Page extract
========
Nostalgia - they say it "aint what it used to be", don't they. And yet, even today, nothing quite beats the nostalgia of the new parent re-living some of those early excitements of his own childhood, that's for sure! Like local dad Steve McKinley and his little son - awwwwww!!!! [Source: Onion News]:
For me and my medium-to-long-suffering wife Lois, however, nothing gets us as teary-eyed as "pre-decimal money" - the money we both grew up with, when you could depend on there being 12 pence in a shilling, and 20 shillings in a pound. It was a lovely feeling wasn't it, and I still remember the day when my dear parents agreed to raise my weekly pocket money to QUOTE "1/6" UNQUOTE (pronounced 'one and six'), or. more formally, 'one shilling and sixpence' as we used to call it in our quaint old-fashioned way!!).
I showcase our "nostalgia" clock, with its display of all the "real money"
coins that used to make holes in our pockets: from 12 o' clock clockwise,
the half-crown, the threepenny bit, the halfpenny (Victorian!), the farthing, the penny,
the sixpence, the florin or two-shilling-bit, and the shilling
- awwwww!!! Happy days !!!!!
flashback to the 1950s: me in the London suburbs, and Lois in Oxford
growing up in a world of pounds, shillings and pence
And that's why Lois and I both revelled in this weekend's "decimalisation" TV programmes on Channel 5, part of their current "1970s nostalgia" series, which was nice.
And who can forget those 'decimal dollies' that shops employed to help customers check their new decimal change back in February 1971, when decimalisation day finally dawned?
Awwwww (again) !!!!!
Even the posher shops, like Harrods in London, got in on the act, but called their women the Decimal Pennies, which was a bit more genteel, perhaps.
Awwww!!! It really takes you back, doesn't it, but this Channel 5 programme doesn't shrink from asking the perhaps difficult questions for us to ponder, which is nice!
I wonder.....!!!!
All in all, however, the programme provides a welcome look-back, although more for Lois than for me, because I missed out on the whole malarkey. Yes, the big change-over happened during my study-year in Japan. And so the new money was a total eye-opener for me when I landed, bleary-eyed after a 20-hour journey from Tokyo, at London's Heathrow airport in the late summer of 1971, to be greeted by my then-fiancée Lois, and my sister Jill.
flashback to 1971: I arrive at London's Heathrow Airport bleary-eyed
after a 20-hour journey from Tokyo, to be greeted by my then fiancée Lois
and my younger sister Jill (, having just discovered, courtesy of HM Customs,
the decidedly dubious delights of going decimal (!!!!!!)
Poor me!!!!
I even had a bunch of old-style British coins in my pocket when I landed. And, famously in our family, when HM Customs decided to charge me £10 for bringing into the country a cheap Japanese cassette recorder, I wrote the cheque out, old-style, as "£10-0-0", i.e. 10 pounds, zero shillings and zero pence, and the customs guy made me tear my cheque up and make him out another one, this time writing the amount as "£10.00" - i.e. so-called 'modern style' !!!!
What madness !!!!!
Later Lois and I were lucky enough to be blessed by the birth of two lovely daughters, and we managed it the old-fashioned way, which remained 'legal tender' even in the decimal era (!).
========
Dataset extract
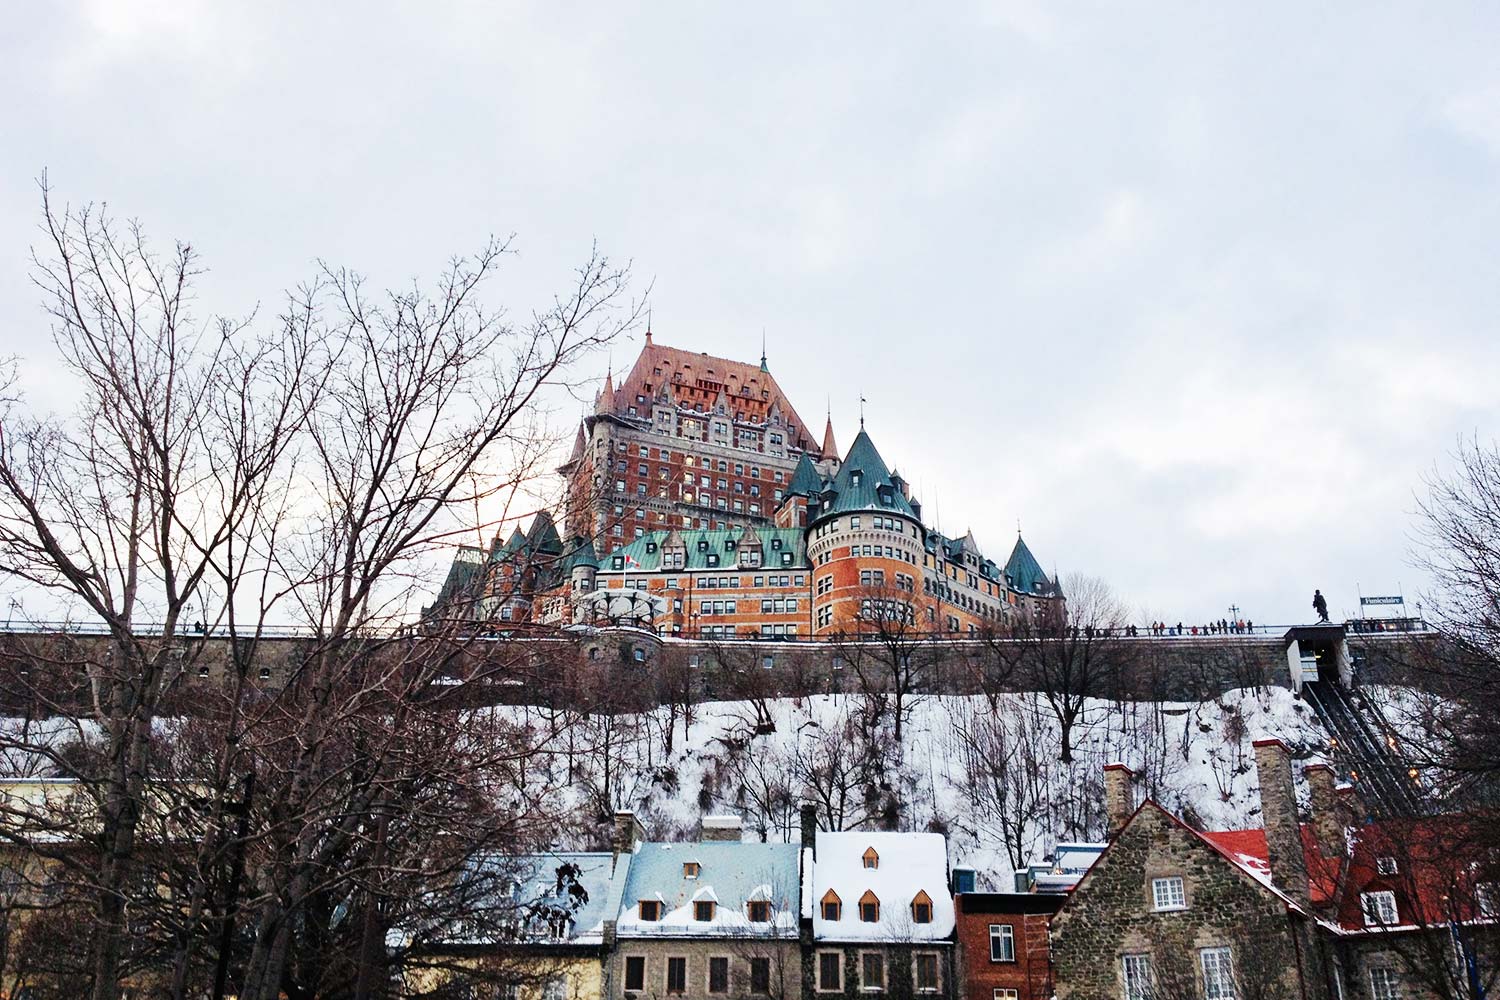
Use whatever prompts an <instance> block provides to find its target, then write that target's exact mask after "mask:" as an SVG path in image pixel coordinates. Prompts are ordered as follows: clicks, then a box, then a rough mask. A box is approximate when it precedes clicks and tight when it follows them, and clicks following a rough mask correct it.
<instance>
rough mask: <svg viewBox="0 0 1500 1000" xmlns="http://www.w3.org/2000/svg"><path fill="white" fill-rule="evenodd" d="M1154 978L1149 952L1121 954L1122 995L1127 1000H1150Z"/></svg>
mask: <svg viewBox="0 0 1500 1000" xmlns="http://www.w3.org/2000/svg"><path fill="white" fill-rule="evenodd" d="M1152 979H1154V976H1152V969H1151V955H1149V954H1148V952H1131V954H1127V955H1121V996H1122V997H1125V1000H1151V996H1152V993H1154V990H1152Z"/></svg>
========
Aim of the task
Return everything in the reminiscence about pre-decimal money, from "I wonder.....!!!!" down to "Poor me!!!!", copied word for word. The listing plays no part here.

Finished task
I wonder.....!!!!
All in all, however, the programme provides a welcome look-back, although more for Lois than for me, because I missed out on the whole malarkey. Yes, the big change-over happened during my study-year in Japan. And so the new money was a total eye-opener for me when I landed, bleary-eyed after a 20-hour journey from Tokyo, at London's Heathrow airport in the late summer of 1971, to be greeted by my then-fiancée Lois, and my sister Jill.
flashback to 1971: I arrive at London's Heathrow Airport bleary-eyed
after a 20-hour journey from Tokyo, to be greeted by my then fiancée Lois
and my younger sister Jill (, having just discovered, courtesy of HM Customs,
the decidedly dubious delights of going decimal (!!!!!!)
Poor me!!!!